======== INPUT DATA ========
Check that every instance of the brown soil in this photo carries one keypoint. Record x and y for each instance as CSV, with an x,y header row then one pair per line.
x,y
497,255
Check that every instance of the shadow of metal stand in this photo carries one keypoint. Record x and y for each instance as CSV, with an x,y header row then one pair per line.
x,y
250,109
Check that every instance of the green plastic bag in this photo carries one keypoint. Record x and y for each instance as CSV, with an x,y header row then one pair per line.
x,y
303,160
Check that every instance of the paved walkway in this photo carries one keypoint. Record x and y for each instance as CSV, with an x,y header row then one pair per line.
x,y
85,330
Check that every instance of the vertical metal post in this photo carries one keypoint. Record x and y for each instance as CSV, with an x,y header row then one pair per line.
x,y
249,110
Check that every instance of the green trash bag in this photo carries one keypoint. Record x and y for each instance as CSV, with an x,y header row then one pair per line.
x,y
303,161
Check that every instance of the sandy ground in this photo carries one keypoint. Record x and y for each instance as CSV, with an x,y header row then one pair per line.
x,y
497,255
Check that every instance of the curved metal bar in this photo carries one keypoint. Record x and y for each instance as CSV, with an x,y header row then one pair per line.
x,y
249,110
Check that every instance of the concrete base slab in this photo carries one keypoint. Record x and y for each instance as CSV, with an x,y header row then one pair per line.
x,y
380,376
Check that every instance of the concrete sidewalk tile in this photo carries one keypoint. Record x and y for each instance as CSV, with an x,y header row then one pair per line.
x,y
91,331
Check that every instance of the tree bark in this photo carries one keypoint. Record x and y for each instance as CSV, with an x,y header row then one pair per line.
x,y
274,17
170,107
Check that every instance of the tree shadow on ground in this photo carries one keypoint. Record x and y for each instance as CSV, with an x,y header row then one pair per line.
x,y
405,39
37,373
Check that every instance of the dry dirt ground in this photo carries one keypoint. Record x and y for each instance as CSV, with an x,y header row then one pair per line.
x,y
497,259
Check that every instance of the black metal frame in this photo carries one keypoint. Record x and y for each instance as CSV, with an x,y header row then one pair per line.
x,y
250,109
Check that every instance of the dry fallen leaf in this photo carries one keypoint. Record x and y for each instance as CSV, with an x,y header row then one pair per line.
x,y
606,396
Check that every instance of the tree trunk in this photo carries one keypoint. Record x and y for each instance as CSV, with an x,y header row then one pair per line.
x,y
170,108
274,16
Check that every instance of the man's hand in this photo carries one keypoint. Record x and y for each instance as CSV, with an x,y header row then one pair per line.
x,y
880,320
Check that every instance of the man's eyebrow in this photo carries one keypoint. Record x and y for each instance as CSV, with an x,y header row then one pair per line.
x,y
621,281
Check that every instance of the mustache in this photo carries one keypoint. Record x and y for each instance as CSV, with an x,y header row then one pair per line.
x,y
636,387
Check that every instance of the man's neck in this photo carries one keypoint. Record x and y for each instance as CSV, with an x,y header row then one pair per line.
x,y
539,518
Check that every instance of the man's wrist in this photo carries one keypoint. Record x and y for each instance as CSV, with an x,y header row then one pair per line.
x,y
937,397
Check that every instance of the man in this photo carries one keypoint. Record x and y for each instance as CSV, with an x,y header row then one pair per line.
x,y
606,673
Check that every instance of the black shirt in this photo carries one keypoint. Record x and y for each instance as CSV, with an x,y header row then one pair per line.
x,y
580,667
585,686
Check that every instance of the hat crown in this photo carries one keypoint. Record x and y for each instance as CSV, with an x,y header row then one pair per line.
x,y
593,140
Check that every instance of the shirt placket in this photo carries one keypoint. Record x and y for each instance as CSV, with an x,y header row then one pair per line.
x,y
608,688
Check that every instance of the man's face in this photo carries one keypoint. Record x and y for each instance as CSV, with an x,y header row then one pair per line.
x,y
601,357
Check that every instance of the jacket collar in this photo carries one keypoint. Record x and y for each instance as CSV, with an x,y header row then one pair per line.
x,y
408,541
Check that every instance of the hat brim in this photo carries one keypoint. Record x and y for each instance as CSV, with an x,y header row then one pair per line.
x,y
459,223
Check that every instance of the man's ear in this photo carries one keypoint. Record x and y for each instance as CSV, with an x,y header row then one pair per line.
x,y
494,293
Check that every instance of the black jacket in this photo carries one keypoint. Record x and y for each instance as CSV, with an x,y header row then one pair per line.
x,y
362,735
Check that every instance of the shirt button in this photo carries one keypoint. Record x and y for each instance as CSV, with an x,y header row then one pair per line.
========
● **DIRECTIVE**
Output each record exactly, leaving nothing out.

● **WRITTEN SOLUTION**
Check that every instance of the brown soil in this photo carries one keypoint. Record x and y for each instance as CSV, with an x,y header row then one pair per line.
x,y
497,255
Check that every instance of the shadow of metal stand in this photo carries one keypoint. Record x and y for each instance as CSV, with an x,y header row then one pair per line.
x,y
250,109
Check that every instance of the green plastic bag in this photo carries one keypoint. Record x and y for each instance as CSV, with an x,y header row then one pair per line.
x,y
303,160
Check that every instance of the paved walkway in this photo carries one keypoint. Record x and y for each instance as CSV, with an x,y header row then one pair per line.
x,y
85,330
Check that every instance of the vertical metal post in this photo carries one keypoint. Record x and y for each instance as CSV, with an x,y header row then one pair per line.
x,y
249,110
Check that every instance of the green trash bag in this photo carries one keypoint. Record x and y for each instance as CSV, with an x,y header row then one pair per line.
x,y
303,161
Check that every instance of the sandy ground in this photo carries one keypoint. Record x and y for each instance as CSV, with an x,y header row then one pair per line.
x,y
497,255
Check that every instance of the curved metal bar in this photo carries one keypoint. Record x and y for each instance as CSV, with an x,y header row then one pair per line.
x,y
249,110
Check that every instance of the concrete base slab in this photo carries one keypoint. Record x and y for each instance as CSV, with an x,y header row then one pair per line.
x,y
380,376
Check that every instance of the concrete sidewalk tile in this photo carries one keypoint. Record x and y for each instance as CSV, with an x,y header row then one pair per line.
x,y
91,331
Check that every instance of the tree bark in this photo carries one keypoint. Record x and y for each instance as CSV, with an x,y header row then one pair per line.
x,y
274,17
170,107
Check that every instance of the tree shadow on ground in this photo carries one keypoint. Record x and y for each instance as CSV, with an x,y header row then one pair per line.
x,y
405,39
37,373
Check that every instance of the dry dirt ground in this photo carries one keypoint. Record x and y for each instance as CSV, with an x,y header row then one pair per line.
x,y
497,259
Check that every instance of the black metal frame in this photo carries one keypoint. Record x and y for each instance as CSV, with an x,y header row then one pair per line.
x,y
250,109
Check that every instance of the dry fallen leaf in this photo carries one keypoint. Record x and y for each instance as CSV, with an x,y header row then one pair per line.
x,y
606,396
Check that every instance of the tree trunk in this photo carries one keypoint. Record x and y for each instance as CSV, with an x,y header row then one pair per line.
x,y
170,108
274,16
Check that every instance of the man's hand in this photo carries one keypoint. Record x and y for each instance as CSV, with an x,y header row then one pair per line.
x,y
880,320
Check that every instance of the man's eyebrow in this photo carries one keypoint. Record x and y for each instance as CSV, with an x,y header row then one pair per line.
x,y
621,281
Check that every instance of the mustache in this photo carries one keypoint. Record x and y for each instance as CSV, with an x,y header row then one pair per line.
x,y
636,387
Check that every instance of the man's neck in this photo carries one keypoint. Record x and y for each instance as CSV, with an x,y header row then one pair per line.
x,y
539,518
Check that every instance of the man's wrist in this photo carries one keypoint. Record x and y for each instance as CSV, with an x,y header row then one pair per line.
x,y
937,397
Check that every instance of the man in this photo carries one keypoint. Record x and y for each instance as CSV, with an x,y header row then one pair per line.
x,y
606,673
Check that every instance of the black shirt in this photo carries one keypoint. Record x and y for each instance as CSV, with an x,y header row then one pair per line.
x,y
580,667
585,686
Check that every instance of the hat crown in this photo carries one keypoint. Record x and y for each instance as CSV, with an x,y header row then one pair per line.
x,y
593,140
Check that every instance of the shirt placket in this photo carries one keypoint. Record x and y for each instance as CSV, with an x,y header row then one pair per line.
x,y
608,688
Check that every instance of the man's face in this photo carries one keypoint. Record x and y for each instance as CSV, with an x,y header row then one pair per line.
x,y
601,357
Check that every instance of the jacket collar in this photo carries one keypoint. Record x and y for each instance as CSV, with an x,y header row then one pair per line.
x,y
408,541
Check that every instance of the hat brim in this photo carries one keypoint. Record x and y for each instance as CSV, with an x,y header row then one pair per line.
x,y
459,223
Check that every instance of the man's ear in this photo carries one keypoint. Record x and y for each instance as CSV, with an x,y header row then one pair per line.
x,y
494,293
Check that every instance of the black jacket in this photo carries one keypoint. Record x and y for each instance as CSV, with an x,y header row then one pair per line.
x,y
362,735
Check that every instance of the shirt button in this photo carries one keypoint. Record x and y for each instance as CSV, with an x,y header row then one pair per line.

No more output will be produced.